### WHAT IS BEING ASKED
From the first line of the data below through the line holding "column 205, row 26", write out each line exactly as it stands.

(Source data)
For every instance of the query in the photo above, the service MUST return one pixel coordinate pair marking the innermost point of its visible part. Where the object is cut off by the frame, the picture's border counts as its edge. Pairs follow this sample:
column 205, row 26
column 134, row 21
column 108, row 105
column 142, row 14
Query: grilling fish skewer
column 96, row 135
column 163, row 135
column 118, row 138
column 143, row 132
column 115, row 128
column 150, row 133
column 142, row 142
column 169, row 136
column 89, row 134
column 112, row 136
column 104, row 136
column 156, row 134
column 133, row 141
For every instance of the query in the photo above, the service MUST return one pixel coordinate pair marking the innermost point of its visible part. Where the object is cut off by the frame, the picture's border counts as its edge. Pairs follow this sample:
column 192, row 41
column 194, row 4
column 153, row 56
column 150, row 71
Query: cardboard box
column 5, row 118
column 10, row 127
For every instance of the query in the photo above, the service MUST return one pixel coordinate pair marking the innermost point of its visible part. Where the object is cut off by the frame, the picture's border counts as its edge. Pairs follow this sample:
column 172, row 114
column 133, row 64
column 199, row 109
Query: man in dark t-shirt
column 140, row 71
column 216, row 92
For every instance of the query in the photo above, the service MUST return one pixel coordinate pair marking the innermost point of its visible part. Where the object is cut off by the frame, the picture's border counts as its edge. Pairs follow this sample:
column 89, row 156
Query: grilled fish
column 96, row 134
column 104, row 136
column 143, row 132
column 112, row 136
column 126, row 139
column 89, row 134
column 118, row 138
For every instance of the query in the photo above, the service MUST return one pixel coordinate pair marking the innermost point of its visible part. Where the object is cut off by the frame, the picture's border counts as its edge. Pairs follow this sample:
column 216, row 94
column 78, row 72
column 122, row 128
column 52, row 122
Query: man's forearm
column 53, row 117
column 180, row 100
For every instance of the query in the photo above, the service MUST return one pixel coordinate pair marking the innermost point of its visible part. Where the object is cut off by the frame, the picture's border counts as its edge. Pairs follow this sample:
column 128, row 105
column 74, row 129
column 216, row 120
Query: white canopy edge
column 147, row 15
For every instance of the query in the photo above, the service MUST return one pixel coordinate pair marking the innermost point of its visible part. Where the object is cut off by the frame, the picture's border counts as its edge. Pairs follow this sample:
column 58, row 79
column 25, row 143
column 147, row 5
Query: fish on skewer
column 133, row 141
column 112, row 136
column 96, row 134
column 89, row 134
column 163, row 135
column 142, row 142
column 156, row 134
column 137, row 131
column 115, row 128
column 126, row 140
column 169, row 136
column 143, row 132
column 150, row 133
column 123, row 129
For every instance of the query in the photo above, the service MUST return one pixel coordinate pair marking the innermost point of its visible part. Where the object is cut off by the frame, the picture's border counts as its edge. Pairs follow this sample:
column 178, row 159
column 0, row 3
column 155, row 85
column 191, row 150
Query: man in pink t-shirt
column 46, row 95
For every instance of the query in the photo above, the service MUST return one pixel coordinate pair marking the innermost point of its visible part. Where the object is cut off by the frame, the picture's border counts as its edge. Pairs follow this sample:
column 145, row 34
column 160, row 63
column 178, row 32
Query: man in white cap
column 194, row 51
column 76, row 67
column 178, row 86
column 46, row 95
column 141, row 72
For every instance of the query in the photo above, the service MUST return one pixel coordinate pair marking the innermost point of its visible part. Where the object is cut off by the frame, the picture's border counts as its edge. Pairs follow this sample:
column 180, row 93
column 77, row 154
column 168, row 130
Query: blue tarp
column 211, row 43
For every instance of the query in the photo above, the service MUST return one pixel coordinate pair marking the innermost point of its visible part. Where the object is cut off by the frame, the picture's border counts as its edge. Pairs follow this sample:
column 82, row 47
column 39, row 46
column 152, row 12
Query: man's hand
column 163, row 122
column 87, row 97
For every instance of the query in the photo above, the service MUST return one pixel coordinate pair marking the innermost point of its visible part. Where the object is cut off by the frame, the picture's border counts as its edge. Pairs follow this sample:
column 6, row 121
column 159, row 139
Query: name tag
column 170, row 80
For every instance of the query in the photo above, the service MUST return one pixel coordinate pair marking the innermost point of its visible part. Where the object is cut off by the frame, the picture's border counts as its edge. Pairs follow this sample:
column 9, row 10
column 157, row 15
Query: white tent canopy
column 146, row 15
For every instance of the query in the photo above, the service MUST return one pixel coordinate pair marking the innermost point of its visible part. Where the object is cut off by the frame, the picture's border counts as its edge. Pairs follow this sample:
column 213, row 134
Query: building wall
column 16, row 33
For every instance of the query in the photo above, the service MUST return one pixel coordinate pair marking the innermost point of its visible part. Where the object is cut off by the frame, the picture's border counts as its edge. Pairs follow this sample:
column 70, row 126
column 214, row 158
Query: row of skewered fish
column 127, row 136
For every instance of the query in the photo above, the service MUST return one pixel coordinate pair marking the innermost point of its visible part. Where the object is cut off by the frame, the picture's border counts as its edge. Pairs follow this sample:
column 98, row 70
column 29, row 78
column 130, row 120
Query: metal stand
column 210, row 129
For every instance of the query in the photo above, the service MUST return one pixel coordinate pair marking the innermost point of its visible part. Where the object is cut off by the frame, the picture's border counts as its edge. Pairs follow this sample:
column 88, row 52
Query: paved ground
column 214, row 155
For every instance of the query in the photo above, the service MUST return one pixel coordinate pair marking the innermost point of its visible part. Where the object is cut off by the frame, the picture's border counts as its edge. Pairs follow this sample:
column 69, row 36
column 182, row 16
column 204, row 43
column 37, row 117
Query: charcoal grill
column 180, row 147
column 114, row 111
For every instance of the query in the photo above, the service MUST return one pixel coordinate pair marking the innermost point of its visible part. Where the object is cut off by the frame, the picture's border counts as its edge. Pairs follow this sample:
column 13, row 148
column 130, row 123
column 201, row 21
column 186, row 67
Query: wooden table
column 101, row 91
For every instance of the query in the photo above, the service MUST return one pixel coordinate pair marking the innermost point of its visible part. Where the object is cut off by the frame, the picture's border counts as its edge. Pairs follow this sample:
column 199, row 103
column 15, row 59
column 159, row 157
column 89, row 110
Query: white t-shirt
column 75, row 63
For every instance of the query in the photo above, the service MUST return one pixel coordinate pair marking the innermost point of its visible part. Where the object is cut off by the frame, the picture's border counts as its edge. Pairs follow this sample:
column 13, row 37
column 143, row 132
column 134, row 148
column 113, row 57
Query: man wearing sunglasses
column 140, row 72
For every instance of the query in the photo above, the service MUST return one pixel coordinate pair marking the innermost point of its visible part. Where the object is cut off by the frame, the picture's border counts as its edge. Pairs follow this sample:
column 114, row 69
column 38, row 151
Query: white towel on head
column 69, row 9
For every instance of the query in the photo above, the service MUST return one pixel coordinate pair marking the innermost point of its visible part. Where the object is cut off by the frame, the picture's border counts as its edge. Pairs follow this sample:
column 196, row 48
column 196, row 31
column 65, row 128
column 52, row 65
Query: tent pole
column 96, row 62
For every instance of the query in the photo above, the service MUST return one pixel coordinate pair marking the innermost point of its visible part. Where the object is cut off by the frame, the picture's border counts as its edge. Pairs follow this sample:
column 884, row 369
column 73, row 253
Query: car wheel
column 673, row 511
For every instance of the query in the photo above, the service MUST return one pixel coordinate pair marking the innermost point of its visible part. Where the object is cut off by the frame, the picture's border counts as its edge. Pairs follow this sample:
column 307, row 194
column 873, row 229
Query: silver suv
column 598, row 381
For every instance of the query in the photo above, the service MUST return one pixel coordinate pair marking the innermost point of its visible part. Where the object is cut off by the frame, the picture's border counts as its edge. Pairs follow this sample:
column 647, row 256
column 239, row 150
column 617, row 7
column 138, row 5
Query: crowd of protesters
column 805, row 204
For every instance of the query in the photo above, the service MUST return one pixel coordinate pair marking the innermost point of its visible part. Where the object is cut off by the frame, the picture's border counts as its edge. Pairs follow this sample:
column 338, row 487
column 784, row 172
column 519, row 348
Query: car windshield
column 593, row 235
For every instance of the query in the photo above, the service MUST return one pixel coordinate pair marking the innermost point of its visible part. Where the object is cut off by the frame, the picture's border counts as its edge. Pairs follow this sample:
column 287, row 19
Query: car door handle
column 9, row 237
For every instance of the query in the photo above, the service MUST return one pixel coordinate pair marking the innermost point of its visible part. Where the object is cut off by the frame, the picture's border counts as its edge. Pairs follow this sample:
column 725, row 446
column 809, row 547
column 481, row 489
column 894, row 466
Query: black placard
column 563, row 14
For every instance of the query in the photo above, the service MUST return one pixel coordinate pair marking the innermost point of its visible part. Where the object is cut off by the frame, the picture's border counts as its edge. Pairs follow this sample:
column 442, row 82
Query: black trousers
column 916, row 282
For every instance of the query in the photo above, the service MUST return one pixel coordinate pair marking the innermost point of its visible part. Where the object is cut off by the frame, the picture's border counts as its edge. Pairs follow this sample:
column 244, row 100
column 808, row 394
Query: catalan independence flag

### TASK OUTPUT
For every instance of the query in the photo above, the service MUST return one pixel coordinate pair marking the innermost point of its visible part. Where the object is cut off by the frame, the picture's border counts as its edge. Pairs follow this sample:
column 205, row 26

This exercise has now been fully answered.